WRITTEN REQUEST →
Copy out each line of the records below word for word, keeping every character.

INPUT MATERIAL →
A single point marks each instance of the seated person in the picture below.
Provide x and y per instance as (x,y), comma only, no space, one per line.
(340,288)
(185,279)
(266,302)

RESULT FOR THIS TASK →
A single point marks each instance of the seated person in the picture below.
Provide x and y per instance as (x,y), comma only, no space, one per line.
(340,288)
(185,279)
(266,302)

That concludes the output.